- _WRITTEN REQUEST_: Please print the forum thread below on bot traffic with a 0x0 screen resolution in full and word for word, leaving out the data that follows it.

- _QUOTED TEXT_:
---
We noticed a sudden spike of traffic in the past couple of weeks. We though it was legit till we noticed it was only hitting the homepage and it’s all coming from the US. While it would be nice to have this amount of traffic, we felt that it’s only artificial and could be a bot attack.
Our hosting partner confirmed it coming from the US and one of our analytics partners told it the UA was all Windows using Chrome.
But there’s one piece of evidence that told us it was indeed some sort of bot. We checked Google Analytics and under the Audience by Technology section, there were screen resolutions of 0x0 and the user agent contains Windows and Chrome.
Is there a way to block visitors via WAF if users have a screen resolution of 0x0 and maybe combine with additional rules (e.g. UA contains Windows, Chrome)?
A temporary solution is we captcha US traffic, going to a page with a UA that contains Chrome. A downside is that users who don’t have patience for captchas might not return.
We filtered first all the screen resolutions of 0x0. So all of them have user-agents containing Windows and Chrome. Google Analytics does not have IP addresses for privacy reasons. The spike in traffic are completely random. If you look at the last graph I posted, there’s a shadow graph behind it. That represents the previous week’s traffic.
We’ll try tomorrow the JS Challenge option. If we still see screen resolutions of 0x0, then we’ll have to go back with Captcha.
My worry with JS Challenge is that the bot might be using a JS compatible headless browser like headless Chrome:
you need to look at your server logs and find info about this requests… it may be a legal bot you don’t want to block, your server probably have nginx or apache installed and probably has requests log turn on.
---
- _DATASET CONTENT_:
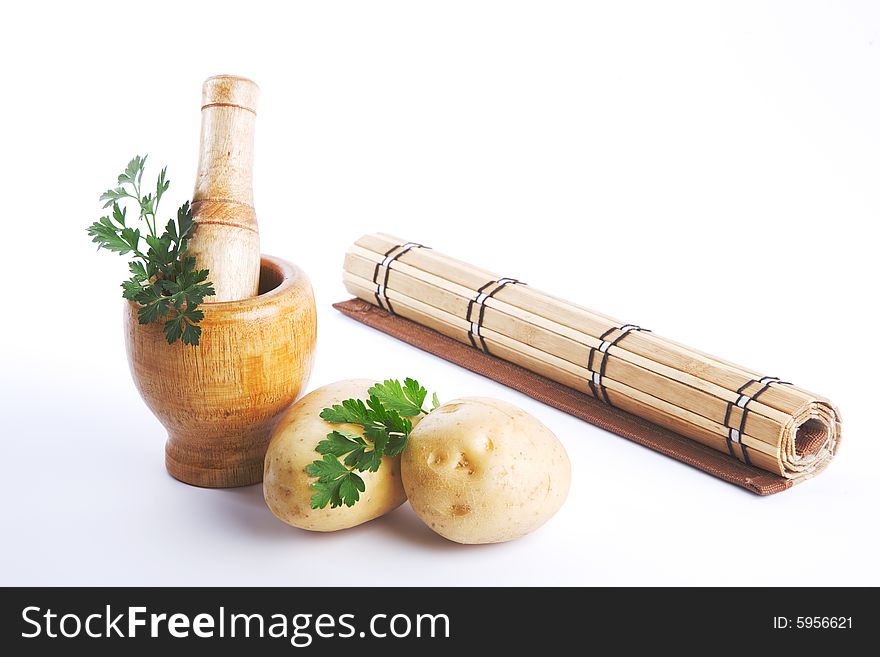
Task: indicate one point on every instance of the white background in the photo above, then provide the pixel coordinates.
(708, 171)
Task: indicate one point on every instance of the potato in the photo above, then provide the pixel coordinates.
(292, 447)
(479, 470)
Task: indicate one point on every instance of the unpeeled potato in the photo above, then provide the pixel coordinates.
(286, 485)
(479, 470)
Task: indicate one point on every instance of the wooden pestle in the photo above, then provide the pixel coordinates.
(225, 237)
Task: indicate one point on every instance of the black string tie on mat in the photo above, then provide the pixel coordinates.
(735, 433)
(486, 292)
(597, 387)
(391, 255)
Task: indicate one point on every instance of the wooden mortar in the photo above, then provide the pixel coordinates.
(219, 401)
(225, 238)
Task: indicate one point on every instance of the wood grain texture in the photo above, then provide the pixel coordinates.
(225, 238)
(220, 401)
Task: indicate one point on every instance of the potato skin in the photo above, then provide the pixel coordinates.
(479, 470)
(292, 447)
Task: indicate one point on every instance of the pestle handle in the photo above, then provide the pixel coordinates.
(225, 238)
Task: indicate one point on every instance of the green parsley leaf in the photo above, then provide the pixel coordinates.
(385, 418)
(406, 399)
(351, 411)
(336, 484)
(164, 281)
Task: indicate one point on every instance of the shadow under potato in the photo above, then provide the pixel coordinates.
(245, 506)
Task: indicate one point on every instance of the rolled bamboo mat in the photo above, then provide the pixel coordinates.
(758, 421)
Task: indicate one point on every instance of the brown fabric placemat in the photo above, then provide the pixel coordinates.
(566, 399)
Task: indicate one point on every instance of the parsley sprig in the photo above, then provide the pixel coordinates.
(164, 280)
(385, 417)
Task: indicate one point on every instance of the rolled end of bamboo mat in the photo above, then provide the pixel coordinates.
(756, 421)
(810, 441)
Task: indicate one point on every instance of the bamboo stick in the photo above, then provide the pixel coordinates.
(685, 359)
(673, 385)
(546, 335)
---
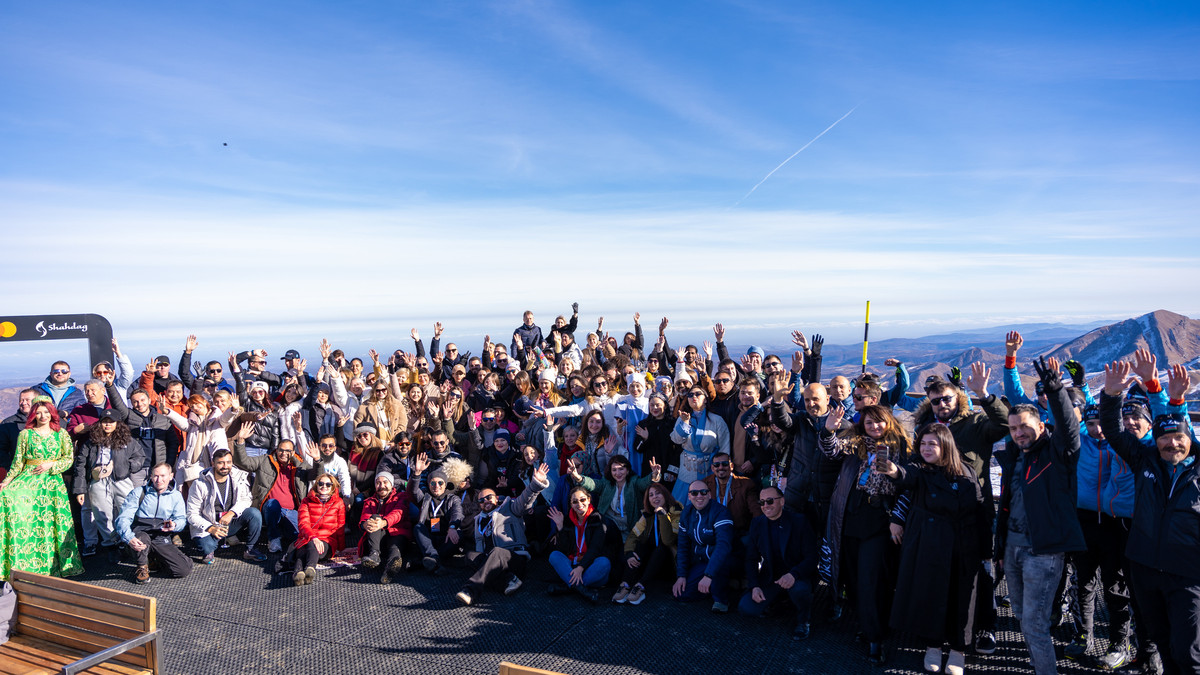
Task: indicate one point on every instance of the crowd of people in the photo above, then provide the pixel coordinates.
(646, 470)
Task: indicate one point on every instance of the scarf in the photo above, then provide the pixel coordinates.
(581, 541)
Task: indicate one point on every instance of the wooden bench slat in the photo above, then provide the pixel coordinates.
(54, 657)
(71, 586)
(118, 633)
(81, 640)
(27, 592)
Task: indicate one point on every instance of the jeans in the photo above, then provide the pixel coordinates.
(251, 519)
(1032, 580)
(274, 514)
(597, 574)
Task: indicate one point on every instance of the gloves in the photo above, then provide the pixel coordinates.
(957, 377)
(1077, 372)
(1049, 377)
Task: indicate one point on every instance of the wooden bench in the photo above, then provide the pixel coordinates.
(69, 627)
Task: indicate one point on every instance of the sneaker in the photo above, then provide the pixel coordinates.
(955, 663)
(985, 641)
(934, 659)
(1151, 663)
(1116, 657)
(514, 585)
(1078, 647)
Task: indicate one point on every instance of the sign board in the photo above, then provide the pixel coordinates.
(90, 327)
---
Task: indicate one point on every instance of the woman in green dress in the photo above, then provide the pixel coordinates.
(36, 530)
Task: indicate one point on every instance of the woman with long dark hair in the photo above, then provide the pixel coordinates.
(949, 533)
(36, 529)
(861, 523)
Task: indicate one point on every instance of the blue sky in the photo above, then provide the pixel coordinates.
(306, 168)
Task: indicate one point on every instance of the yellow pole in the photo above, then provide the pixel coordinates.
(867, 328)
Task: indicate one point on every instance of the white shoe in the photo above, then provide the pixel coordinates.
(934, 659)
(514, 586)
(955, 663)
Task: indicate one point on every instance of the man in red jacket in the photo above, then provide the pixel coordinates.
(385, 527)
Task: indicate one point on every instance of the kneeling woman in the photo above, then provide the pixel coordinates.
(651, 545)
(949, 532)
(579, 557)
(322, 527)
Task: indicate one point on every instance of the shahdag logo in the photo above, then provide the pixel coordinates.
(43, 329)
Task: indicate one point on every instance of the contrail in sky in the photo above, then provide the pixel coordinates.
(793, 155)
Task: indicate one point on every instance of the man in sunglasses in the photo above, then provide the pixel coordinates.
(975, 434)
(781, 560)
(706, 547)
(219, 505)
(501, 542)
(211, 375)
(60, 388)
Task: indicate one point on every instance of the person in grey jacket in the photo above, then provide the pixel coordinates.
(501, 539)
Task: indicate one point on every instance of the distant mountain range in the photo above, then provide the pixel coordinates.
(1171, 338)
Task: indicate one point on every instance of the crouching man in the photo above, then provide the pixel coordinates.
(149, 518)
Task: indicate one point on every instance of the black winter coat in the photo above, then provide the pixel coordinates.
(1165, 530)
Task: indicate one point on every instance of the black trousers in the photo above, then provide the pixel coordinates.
---
- _CORRECT ANSWER_:
We noticed a sudden spike of traffic in the past couple of weeks. We though it was legit till we noticed it was only hitting the homepage and it’s all coming from the US. While it would be nice to have this amount of traffic, we felt that it’s only artificial and could be a bot attack.
Our hosting partner confirmed it coming from the US and one of our analytics partners told it the UA was all Windows using Chrome.
But there’s one piece of evidence that told us it was indeed some sort of bot. We checked Google Analytics and under the Audience by Technology section, there were screen resolutions of 0x0 and the user agent contains Windows and Chrome.
Is there a way to block visitors via WAF if users have a screen resolution of 0x0 and maybe combine with additional rules (e.g. UA contains Windows, Chrome)?
A temporary solution is we captcha US traffic, going to a page with a UA that contains Chrome. A downside is that users who don’t have patience for captchas might not return.
We filtered first all the screen resolutions of 0x0. So all of them have user-agents containing Windows and Chrome. Google Analytics does not have IP addresses for privacy reasons. The spike in traffic are completely random. If you look at the last graph I posted, there’s a shadow graph behind it. That represents the previous week’s traffic.
We’ll try tomorrow the JS Challenge option. If we still see screen resolutions of 0x0, then we’ll have to go back with Captcha.
My worry with JS Challenge is that the bot might be using a JS compatible headless browser like headless Chrome:
you need to look at your server logs and find info about this requests… it may be a legal bot you don’t want to block, your server probably have nginx or apache installed and probably has requests log turn on.